Convert the entries below into a JSON list of strings, with one string per line and no blank lines.

★ ★ ★ ★ ★

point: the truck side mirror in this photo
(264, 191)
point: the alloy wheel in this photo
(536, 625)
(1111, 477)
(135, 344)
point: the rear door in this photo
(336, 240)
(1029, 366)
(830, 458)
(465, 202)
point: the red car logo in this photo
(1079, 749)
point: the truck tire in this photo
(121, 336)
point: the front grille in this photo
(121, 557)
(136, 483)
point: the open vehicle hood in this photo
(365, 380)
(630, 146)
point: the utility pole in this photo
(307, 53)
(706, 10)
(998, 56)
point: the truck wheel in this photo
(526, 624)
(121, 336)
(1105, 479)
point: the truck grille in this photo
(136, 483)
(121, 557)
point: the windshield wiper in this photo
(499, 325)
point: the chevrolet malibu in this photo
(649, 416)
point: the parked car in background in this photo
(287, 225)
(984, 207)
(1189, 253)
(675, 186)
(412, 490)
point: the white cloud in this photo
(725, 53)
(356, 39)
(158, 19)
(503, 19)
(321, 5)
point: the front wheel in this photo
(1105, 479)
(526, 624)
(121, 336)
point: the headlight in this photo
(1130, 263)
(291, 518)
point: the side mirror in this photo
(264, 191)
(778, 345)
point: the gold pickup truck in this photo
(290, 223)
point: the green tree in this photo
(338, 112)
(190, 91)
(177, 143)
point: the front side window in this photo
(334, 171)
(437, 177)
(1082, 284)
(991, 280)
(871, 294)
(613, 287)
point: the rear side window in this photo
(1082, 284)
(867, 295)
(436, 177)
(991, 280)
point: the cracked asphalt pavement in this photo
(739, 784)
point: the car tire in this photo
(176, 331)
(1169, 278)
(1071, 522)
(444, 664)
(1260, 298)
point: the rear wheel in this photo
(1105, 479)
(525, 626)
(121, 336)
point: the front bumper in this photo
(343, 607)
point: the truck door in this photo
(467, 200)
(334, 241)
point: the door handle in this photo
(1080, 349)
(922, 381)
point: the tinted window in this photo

★ ★ ★ ★ ★

▶ _THE RESULT_:
[
  "point: the truck side mirror in this photo",
  "(264, 191)",
  "point: the alloy wheel in this photo",
  "(536, 625)",
  "(1111, 477)",
  "(135, 344)",
  "point: the rear door in this photo",
  "(336, 240)",
  "(1029, 366)",
  "(830, 458)",
  "(465, 202)",
  "point: the red car logo in this photo",
  "(1079, 749)",
  "point: the truck tire in this photo",
  "(121, 336)",
  "point: the front grille in this photo",
  "(121, 557)",
  "(136, 483)",
  "point: the open vehicle hood in this photo",
  "(365, 380)",
  "(630, 146)",
  "point: the utility pole in this photo",
  "(307, 53)",
  "(706, 10)",
  "(998, 56)",
  "point: the truck wheel in this photo",
  "(526, 624)",
  "(121, 336)",
  "(1105, 479)",
  "point: the truck grille in this photo",
  "(136, 483)",
  "(121, 557)",
  "point: the windshield wiper in this photo",
  "(499, 325)",
  "point: the chevrolet malibu in this photo",
  "(649, 416)",
  "point: the parked car in background in this photo",
  "(287, 225)",
  "(984, 207)",
  "(1189, 253)",
  "(675, 186)",
  "(412, 490)",
  "point: the white cloud in this photo",
  "(725, 53)",
  "(356, 39)",
  "(158, 19)",
  "(503, 19)",
  "(321, 5)",
  "point: the front wheel in this photo",
  "(1105, 479)",
  "(526, 624)",
  "(121, 336)",
  "point: the headlight in this photo",
  "(1130, 263)",
  "(291, 518)",
  "point: the side mirror in this photo",
  "(264, 191)",
  "(778, 345)",
  "point: the gold pickup truck in this photo",
  "(290, 223)",
  "point: the green tree in this photo",
  "(338, 112)",
  "(190, 91)",
  "(177, 143)",
  "point: the front side window in this photo",
  "(334, 171)",
  "(437, 177)",
  "(1082, 284)",
  "(991, 280)",
  "(871, 294)",
  "(613, 287)",
  "point: the rear side window in this photo",
  "(1082, 284)",
  "(867, 295)",
  "(436, 177)",
  "(991, 280)",
  "point: the cracked asphalt pavement in this photo",
  "(739, 784)",
  "point: the car tire in this photo",
  "(176, 331)",
  "(1169, 278)",
  "(1071, 522)",
  "(444, 664)",
  "(1260, 298)",
  "point: the rear wheel in this photo",
  "(1105, 479)",
  "(525, 626)",
  "(121, 336)",
  "point: the front bumper in this photo",
  "(343, 607)",
  "point: the truck door in this photo",
  "(467, 200)",
  "(334, 241)",
  "point: the door handle in this photo",
  "(1080, 349)",
  "(922, 381)",
  "point: the tinted window in this photo"
]